* Start *

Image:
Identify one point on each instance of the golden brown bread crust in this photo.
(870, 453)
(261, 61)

* End *
* Start *

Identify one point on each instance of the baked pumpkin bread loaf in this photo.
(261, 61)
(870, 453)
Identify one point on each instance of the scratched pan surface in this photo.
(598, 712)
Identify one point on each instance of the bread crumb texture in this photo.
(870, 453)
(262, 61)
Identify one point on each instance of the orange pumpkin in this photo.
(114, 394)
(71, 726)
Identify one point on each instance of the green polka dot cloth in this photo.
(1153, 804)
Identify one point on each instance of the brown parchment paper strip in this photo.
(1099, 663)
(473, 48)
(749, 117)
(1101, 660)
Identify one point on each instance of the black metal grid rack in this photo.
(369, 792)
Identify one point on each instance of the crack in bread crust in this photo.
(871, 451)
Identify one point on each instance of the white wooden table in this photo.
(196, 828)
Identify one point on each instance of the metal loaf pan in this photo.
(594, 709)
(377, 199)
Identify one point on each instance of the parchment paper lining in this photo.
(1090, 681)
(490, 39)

* End *
* Start *

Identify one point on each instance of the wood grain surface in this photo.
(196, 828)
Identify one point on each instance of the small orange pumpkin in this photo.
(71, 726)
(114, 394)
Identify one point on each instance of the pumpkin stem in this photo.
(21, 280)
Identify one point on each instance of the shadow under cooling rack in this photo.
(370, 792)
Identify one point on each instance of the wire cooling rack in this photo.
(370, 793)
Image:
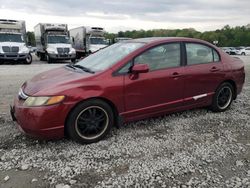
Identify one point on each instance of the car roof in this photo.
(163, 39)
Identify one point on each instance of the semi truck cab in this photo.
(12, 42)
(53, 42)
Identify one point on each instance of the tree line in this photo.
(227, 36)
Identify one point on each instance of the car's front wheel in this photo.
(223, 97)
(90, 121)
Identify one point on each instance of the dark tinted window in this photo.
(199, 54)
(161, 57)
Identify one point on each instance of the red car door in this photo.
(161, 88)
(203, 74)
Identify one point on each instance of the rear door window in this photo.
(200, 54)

* End *

Rewrite the part of the material that opens with the line containing "Identify one point on each instance of the scratched" and closes with the line containing "(1153, 804)", changing "cloth" to "napkin" and leaving everything else as it stands.

(THE ANSWER):
Identify one point on each instance of the scratched pan surface in this photo.
(598, 712)
Identify one point on each instance of the bread crumb texture in this photo.
(870, 453)
(262, 61)
Identify one point on each instance of the orange pumpkin in this photo.
(114, 394)
(71, 726)
Identify one point on each instance of the green polka dot napkin in this photo.
(1153, 804)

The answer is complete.